Objectives
[a] In the guide for new traders, since what year has the writer been trading?
[b] Extend the guide for new traders with a few more paragraphs that pick up after its last sentence.

Selected extract
— Begin —

In this new trader guide, I'm going to prepare you for what it takes to be profitable. It is a broad outline and basis for topics to be discussed more in-depth later, but its advice is solid advice nonetheless
Followed correctly it steer you away from many of the mistakes beginners make.
It's a three-part series.
This first part focuses on how to structure your own trading development and the mindset needed to succeed.
The second part is about some of the choices you have to make about analysis, systems, and markets and timeframes
And the final part will offer some basic ideas on money management and trading psychology.
This series is specifically or retail traders of Forex and CFDs as those are the trading vehicles I am most familiar with.
Not a get rich quick guide
If you're looking for a way to get rich quick, this guide isn't it. There are no short cuts to trading success.
Becoming a trader is a career choice, and like all careers, you don't get to the pinnacle overnight.
If you're planning on some auto-trading bot doing all the work again, you won't find such advice here.
Ditto copy trading. I have nothing against this, but following the trades of other better traders is not my idea of self-development, regardless of whether it bags me a million or more.
And that's what learning to trade is a course in self-development.
Trading is a life skill, and one well worth the time studying.
What black box systems or copy trading do is take away responsibility from the individual and hand it over to someone else.
Who the hell would want to do that? Stop being so god damn lazy already!!
Trading Tip: Take complete responsibility for your own trading development
Why am I qualified to teach this?
I have traded since 2003.
I could tell you of the great trades; bull markets, easy money, the ten-baggers, the women, fast cars, (I'm kidding with the last two).
But I won't.
Because we rarely learn from success - it's mistakes that are always our greatest teachers.
Here is a quick list of some of my own:
- quit my day job for full-time trading after only 3 months (no kidding)
- experienced at least 50 losing trades back to back (I gave up counting after that)
- spent years in a demonic search for the Holy Grail (the worst days of my life)
- made over 700% profit in one year; started taking on 'clients' and gave it all back in a month (took me a year to get over the pain)
- boom and busted my accounts multiple times (heh I am The Comeback Kid)
- only kept a journal when I was doing well, ignored it when I wasn't (the height of laziness)
Believe me, I know how it feels to be a complete loser at this game. I lived it for many years.
Which is why I am totally qualified to teach you.
Trading Tip: It's less expensive to learn from someone else's mistakes than your own.
When did it all change?
Honestly, I've no idea; maybe when I got bored of it all.
Bored with placing trades and see them reverse.
Bored of eagerly waiting for Monday morning and see positions gap against me.
I simply gave up on the very idea of being successful.
I literally made every mistake in the book and invented a few of my own.
I think I just ran out of mistakes to make in the end.
Trading Tip: Successful trading should be boring.
Trading is simple
Yes, that's a fact. Not a typo.
Don't let anyone tell you trading has to be complicated.
The body of knowledge needed is tiny compared to many professions. There's a good chance your current job is more complex.
Sure, if you wish to be a market wizard, then maybe you'd better analyse crop reports, interest rate differentials, money flows, sentiment indicators, or PE ratios.
If that's what floats your boat then great. That will certainly add to your bottom line.
But, at it's simplest, you don't need any of that.
To make money in trading you only have to do a few things well.

— End —

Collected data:
— Begin —

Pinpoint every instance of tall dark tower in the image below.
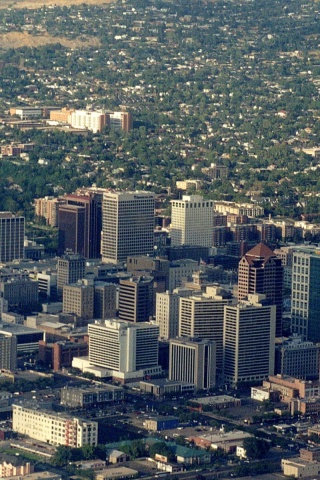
[58,192,102,258]
[238,243,283,336]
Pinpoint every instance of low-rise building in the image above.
[12,405,98,448]
[139,378,195,397]
[189,430,252,453]
[144,417,179,432]
[107,448,130,464]
[96,467,139,480]
[281,458,320,478]
[0,453,33,478]
[61,385,124,408]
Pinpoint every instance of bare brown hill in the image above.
[0,0,113,9]
[0,32,100,50]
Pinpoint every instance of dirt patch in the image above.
[0,0,113,9]
[0,32,100,50]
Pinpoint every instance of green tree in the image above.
[243,437,270,460]
[149,442,174,461]
[51,445,72,467]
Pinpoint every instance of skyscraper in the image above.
[291,247,320,342]
[0,212,25,262]
[169,337,216,390]
[238,243,283,336]
[179,286,233,374]
[94,282,117,319]
[88,320,159,374]
[223,294,276,385]
[0,334,17,372]
[170,195,214,247]
[57,254,86,297]
[101,192,154,263]
[62,280,94,320]
[156,291,180,340]
[119,276,153,323]
[58,191,102,258]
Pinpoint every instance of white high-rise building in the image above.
[88,319,159,378]
[169,338,216,390]
[68,110,106,133]
[156,291,180,340]
[0,212,25,262]
[171,195,214,247]
[223,294,276,385]
[101,192,154,263]
[179,286,235,374]
[291,246,320,343]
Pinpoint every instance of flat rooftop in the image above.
[191,395,239,405]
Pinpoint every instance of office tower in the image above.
[39,338,89,372]
[12,405,98,448]
[168,258,199,291]
[106,112,132,132]
[169,337,216,390]
[119,276,153,323]
[68,110,106,133]
[179,286,234,374]
[58,205,86,255]
[170,195,214,247]
[275,336,320,380]
[0,333,17,372]
[34,197,65,227]
[88,320,159,373]
[101,192,154,263]
[0,278,39,311]
[291,247,320,342]
[62,280,94,320]
[58,190,102,258]
[223,294,276,385]
[156,291,180,340]
[94,282,117,320]
[238,243,283,336]
[57,254,86,297]
[0,212,25,262]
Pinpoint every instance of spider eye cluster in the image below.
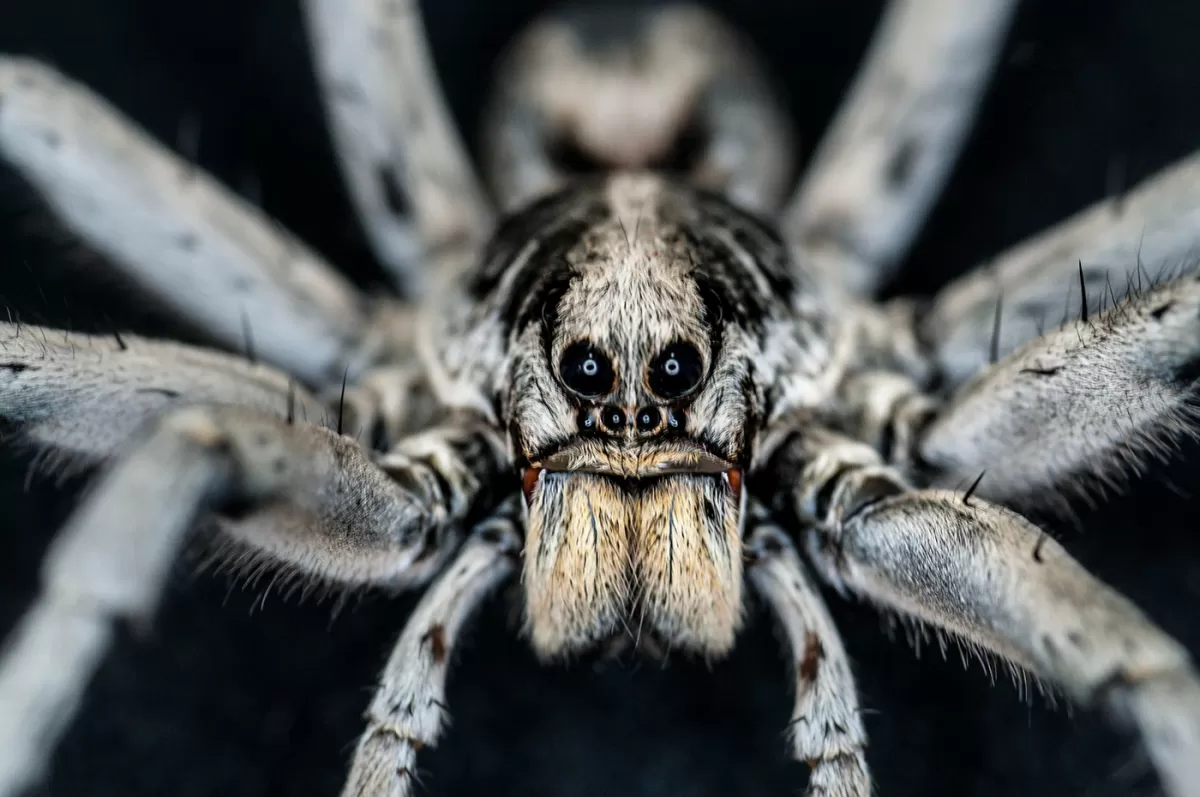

— End —

Set of answers
[a] Since 2003.

[b]
But, tennis is simple, you just hit the ball.
Or quitting cigarettes is simple, you just quit.
Technical trading is like that, you just place your orders, manage your trades and money starts rolling in.
The problem is; so much happens between placing the order and taking the profits you'll let money just slip through your fingers.
Trading is simple, but not easy.
Trading Tip: Use simple analysis so you concentrate your energies on mastering yourself.
Trial and error
As a newbie, you come to the market with all sorts of high hopes.
You're confident you can make a success of it.
Like when learning to walk as a baby. You'd stand up, fall over, bump into things all encouraged by your parents.
Eventually, through trial and error, you master walking.
We need this confidence. It's how we survived as a species.
And this is how many of us approach trading, through trial and error.
But, this is totally the wrong approach to take. It is because of this that all your future trading problems begin.
All the errors you make as you go through the trial and error process eventually start to weigh on you.
Every trade made is viewed through the lens of past mishaps.
At first, you aren't too concerned, you're still learning. But as time goes on, at some point, you start to panic at all the money you've lost.
And most of the time you are not even aware of it. You honestly think you're analysing the market when really all you are doing is trying to avoid further pain.
This is all very subtle.
Trial and error may work in some careers but not this one.
You have to approach the business of trading in a business-like manner.
If you want to open a business but don't have the skillset you learn the business skills.
Try asking for a business loan, without some level of accounting or marketing experience and see where you get.
And yet many of us think that in trading as soon as the account is open we can start making money consistently.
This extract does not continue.